Source data:

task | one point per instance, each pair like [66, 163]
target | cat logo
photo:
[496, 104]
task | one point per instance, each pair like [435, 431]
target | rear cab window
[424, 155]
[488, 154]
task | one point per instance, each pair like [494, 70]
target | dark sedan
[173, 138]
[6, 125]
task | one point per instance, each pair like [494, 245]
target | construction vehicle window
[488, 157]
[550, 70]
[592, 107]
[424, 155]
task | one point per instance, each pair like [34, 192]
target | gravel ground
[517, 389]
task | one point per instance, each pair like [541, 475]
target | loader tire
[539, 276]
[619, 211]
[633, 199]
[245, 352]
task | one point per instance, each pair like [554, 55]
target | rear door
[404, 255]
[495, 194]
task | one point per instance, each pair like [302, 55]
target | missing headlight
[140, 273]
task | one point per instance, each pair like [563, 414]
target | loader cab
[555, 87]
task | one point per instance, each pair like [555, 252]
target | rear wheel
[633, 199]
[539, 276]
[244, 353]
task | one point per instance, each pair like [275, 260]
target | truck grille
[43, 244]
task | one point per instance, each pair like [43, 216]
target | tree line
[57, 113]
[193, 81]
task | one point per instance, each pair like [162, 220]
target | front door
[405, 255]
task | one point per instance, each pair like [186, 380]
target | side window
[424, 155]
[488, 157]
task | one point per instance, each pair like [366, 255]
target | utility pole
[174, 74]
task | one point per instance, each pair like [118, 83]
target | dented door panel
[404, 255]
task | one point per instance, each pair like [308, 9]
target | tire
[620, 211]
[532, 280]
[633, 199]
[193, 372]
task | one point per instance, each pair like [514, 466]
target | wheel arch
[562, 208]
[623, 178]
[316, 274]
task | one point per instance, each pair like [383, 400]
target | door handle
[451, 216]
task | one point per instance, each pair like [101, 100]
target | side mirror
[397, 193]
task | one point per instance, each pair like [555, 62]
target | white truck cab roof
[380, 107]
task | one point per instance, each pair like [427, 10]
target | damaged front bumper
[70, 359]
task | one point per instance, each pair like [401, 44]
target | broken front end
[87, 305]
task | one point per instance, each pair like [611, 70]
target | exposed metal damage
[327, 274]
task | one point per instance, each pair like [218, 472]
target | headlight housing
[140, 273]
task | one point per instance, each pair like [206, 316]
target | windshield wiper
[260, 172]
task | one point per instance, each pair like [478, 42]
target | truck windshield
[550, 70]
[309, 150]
--
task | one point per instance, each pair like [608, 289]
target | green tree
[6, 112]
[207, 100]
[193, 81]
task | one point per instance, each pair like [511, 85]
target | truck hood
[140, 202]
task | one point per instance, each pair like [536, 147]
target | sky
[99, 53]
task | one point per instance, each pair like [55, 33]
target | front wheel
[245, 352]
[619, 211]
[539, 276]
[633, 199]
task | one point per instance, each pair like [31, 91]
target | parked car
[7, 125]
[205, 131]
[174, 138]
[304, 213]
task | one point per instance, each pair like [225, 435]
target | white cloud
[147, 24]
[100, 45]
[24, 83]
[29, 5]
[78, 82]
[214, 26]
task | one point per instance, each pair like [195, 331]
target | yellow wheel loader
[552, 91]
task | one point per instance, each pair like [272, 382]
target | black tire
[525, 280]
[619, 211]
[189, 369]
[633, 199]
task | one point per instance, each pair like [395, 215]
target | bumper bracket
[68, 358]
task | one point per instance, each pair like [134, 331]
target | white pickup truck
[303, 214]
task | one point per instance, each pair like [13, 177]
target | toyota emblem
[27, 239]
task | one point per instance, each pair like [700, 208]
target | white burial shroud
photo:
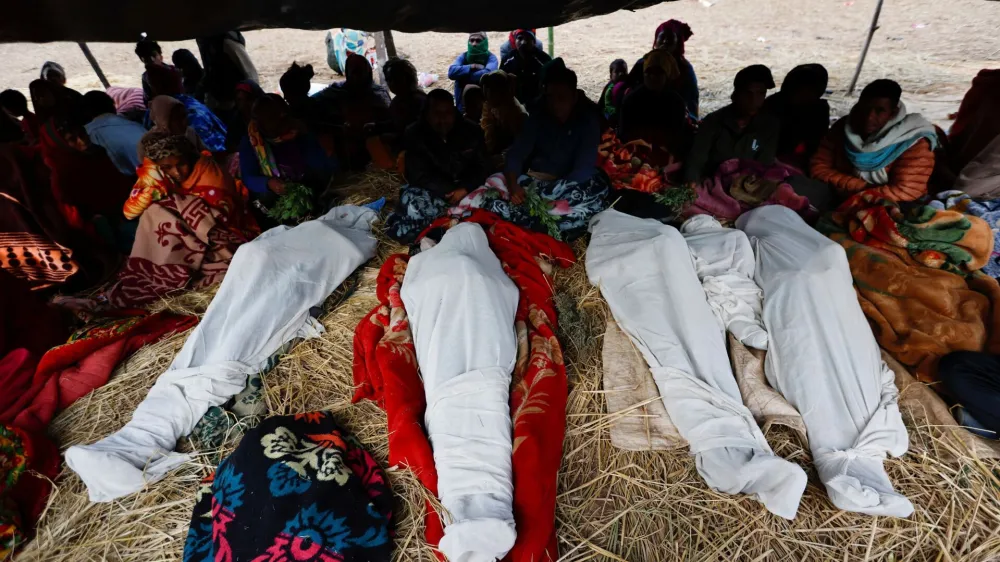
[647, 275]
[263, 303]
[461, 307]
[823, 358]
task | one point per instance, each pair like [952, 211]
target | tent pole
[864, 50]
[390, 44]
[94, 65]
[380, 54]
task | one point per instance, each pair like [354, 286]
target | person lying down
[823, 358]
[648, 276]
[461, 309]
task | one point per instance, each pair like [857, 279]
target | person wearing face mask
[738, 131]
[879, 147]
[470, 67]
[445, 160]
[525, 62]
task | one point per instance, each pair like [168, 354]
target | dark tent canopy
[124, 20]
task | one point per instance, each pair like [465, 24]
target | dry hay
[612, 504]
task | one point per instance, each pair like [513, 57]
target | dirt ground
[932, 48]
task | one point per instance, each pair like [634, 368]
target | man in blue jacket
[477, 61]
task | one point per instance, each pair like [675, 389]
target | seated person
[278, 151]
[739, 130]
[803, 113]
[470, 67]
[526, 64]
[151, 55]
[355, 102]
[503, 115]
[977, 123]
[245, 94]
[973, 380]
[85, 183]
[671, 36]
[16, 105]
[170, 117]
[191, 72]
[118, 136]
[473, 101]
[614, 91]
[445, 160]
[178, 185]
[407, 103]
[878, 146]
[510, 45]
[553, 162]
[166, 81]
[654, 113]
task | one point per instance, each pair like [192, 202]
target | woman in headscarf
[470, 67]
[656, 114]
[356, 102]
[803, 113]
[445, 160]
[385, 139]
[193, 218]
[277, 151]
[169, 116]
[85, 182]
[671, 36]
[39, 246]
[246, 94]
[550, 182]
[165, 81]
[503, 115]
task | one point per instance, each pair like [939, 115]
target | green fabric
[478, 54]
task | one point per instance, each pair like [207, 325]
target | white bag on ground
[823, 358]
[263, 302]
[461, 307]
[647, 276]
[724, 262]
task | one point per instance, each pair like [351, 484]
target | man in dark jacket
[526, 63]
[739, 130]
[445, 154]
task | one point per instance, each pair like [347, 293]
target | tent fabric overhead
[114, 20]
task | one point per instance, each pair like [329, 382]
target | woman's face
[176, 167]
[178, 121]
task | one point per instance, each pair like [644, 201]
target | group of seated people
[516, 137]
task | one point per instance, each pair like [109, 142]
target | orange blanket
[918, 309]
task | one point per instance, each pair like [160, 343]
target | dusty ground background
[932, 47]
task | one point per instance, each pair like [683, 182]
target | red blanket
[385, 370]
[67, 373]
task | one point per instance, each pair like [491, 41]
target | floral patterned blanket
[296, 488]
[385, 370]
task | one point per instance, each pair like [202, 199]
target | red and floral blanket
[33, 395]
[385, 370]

THE PROBLEM -
Copy out each row above that contains the word "loader".

THE OUTPUT -
target | loader tire
target | loader cab
target | yellow wheel loader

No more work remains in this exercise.